# Goal
Rewrite every line of the items, starting with the line that contains "form [(107, 70)]." and going on through the line that contains "[(104, 26)]". Shift each point coordinate in the answers by adding 103, and leave all other numbers and text unchanged.

### Dataset entries

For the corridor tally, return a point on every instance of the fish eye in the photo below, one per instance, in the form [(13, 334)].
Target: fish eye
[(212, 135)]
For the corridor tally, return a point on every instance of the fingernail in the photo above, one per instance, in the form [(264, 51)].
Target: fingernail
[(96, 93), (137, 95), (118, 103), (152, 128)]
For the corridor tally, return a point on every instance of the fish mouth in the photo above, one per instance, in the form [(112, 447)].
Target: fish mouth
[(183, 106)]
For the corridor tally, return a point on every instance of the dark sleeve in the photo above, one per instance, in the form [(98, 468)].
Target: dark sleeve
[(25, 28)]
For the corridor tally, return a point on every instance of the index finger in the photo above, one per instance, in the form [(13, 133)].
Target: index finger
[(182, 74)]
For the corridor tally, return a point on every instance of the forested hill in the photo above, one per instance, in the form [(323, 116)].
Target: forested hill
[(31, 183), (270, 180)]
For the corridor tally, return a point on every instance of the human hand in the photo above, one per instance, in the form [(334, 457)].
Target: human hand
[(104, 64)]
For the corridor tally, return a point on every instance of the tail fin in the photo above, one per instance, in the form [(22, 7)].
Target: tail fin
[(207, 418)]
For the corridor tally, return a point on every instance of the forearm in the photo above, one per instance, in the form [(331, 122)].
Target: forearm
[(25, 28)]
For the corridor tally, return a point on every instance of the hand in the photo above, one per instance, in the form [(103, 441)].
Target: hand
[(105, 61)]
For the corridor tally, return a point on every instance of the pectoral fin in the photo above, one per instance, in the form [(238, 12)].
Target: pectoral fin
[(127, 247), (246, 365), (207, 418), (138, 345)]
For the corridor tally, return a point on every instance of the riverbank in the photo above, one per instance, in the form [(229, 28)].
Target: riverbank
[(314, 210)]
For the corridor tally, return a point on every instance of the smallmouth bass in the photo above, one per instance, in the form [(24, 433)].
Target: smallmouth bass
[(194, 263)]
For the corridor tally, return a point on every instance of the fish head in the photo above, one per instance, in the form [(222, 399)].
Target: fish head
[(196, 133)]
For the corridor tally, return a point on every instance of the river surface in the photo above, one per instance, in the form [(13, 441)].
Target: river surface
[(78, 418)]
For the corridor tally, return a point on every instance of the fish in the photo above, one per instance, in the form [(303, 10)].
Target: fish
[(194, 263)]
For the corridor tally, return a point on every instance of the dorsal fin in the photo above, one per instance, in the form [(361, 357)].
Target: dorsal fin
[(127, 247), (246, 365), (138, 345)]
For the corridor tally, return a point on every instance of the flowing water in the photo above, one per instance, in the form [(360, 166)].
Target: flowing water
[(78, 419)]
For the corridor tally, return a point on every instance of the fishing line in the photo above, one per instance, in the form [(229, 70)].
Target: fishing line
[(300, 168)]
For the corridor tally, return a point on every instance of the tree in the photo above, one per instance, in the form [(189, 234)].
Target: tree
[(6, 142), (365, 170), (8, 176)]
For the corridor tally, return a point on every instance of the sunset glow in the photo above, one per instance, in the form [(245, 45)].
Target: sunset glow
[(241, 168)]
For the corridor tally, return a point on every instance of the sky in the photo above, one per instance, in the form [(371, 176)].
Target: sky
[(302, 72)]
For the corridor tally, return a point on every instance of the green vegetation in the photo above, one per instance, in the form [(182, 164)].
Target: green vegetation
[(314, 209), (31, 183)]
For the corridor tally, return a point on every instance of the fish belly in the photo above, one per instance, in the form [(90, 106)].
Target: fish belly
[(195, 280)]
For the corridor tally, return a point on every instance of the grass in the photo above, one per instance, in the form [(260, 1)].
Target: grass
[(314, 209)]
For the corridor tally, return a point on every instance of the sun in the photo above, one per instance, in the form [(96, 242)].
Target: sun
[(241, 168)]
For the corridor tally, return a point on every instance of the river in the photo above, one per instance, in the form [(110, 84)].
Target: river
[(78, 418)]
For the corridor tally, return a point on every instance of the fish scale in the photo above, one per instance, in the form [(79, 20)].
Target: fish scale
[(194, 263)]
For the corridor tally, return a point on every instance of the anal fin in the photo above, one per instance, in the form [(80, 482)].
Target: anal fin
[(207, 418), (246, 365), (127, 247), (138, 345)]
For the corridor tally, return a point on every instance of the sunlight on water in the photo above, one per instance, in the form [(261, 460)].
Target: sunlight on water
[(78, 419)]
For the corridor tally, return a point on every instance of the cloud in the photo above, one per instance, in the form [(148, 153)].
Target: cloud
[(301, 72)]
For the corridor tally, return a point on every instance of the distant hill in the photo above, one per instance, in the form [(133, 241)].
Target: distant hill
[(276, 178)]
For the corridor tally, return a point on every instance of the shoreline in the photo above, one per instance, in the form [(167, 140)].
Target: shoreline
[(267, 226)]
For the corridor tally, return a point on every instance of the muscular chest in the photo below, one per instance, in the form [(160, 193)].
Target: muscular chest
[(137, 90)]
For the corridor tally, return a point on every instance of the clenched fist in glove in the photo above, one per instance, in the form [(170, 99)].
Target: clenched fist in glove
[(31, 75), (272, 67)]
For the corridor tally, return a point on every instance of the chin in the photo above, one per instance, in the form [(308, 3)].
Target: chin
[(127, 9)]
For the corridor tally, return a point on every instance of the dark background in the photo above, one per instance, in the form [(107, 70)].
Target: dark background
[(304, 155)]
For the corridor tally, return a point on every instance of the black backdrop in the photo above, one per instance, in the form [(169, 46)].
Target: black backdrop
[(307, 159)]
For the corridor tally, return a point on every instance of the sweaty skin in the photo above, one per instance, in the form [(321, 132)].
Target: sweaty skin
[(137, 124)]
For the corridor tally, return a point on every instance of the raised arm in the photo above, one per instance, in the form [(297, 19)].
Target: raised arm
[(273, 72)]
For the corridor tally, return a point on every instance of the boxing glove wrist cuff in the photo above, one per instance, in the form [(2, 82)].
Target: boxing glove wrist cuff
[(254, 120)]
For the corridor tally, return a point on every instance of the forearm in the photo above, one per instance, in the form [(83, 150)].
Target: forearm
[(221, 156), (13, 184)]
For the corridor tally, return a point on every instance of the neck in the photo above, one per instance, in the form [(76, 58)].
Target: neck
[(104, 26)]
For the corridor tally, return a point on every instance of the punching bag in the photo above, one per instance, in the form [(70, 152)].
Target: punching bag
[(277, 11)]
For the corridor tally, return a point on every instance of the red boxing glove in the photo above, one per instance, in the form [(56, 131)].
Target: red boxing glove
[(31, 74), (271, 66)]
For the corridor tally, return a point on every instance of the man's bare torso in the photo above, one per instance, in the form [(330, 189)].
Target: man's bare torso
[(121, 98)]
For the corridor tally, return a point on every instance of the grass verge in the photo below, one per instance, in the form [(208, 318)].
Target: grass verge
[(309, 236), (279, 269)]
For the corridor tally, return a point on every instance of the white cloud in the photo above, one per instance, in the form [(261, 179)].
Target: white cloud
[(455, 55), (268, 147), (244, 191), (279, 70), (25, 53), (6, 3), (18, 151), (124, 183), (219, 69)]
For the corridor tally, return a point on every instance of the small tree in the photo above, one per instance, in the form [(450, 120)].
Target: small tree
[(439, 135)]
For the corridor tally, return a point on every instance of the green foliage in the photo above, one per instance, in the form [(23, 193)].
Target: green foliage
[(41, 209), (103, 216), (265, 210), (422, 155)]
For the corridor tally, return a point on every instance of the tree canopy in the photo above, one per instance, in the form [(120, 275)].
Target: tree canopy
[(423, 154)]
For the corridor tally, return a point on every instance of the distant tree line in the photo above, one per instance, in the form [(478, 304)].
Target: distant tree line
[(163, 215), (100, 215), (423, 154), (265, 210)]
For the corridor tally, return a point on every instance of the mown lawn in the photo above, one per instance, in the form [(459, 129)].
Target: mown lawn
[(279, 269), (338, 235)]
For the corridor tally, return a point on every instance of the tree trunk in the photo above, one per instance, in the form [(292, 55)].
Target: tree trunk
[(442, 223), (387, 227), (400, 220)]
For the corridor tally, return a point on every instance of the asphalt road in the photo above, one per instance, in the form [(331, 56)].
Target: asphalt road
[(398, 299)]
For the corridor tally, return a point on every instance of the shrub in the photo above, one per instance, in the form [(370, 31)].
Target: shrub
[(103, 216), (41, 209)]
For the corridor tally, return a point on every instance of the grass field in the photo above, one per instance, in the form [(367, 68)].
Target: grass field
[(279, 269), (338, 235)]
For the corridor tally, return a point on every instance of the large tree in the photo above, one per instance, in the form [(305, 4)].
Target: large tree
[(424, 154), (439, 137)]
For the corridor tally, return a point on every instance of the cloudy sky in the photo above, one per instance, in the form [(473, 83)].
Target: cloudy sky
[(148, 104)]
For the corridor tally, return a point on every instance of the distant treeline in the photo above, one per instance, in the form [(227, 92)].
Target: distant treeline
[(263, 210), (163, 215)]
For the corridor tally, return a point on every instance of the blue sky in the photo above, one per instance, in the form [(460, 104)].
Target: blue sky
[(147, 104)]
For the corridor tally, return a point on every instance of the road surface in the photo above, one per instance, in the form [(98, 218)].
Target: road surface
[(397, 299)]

######

# Full answer
For the corridor tally, return a point on every instance of the dark background in the photo above, one per instance, in the form [(107, 70)].
Target: dark background
[(407, 258)]
For the corridor tally, return a point on every instance of the black backdrop in the photo above, one per instance, in the form [(169, 46)].
Target: black backdrop
[(410, 262)]
For the corridor tally, return a point on every instance of the sweaty skin in the photo above, one per instance, in the form [(321, 132)].
Target: sweaty skin
[(240, 227)]
For the corridor tally, return a point on every instance of the raised arm in the photo above, one per instance, in the form [(297, 19)].
Target: raised arm
[(376, 175)]
For the corridor tally, return a point on every instance of the boxing glove wrist cuff in the photo above, one per instance, in the form [(2, 82)].
Target: boxing glove wrist cuff
[(357, 223)]
For the corridor tally, return a point on every instance of the forearm in the photo above, one per instance, in the form [(83, 150)].
Target: forearm
[(324, 259), (116, 287)]
For the corridor tally, return a point on every instance of the neck in the photo above, one per instance, in the form [(76, 58)].
Target: neck
[(207, 129)]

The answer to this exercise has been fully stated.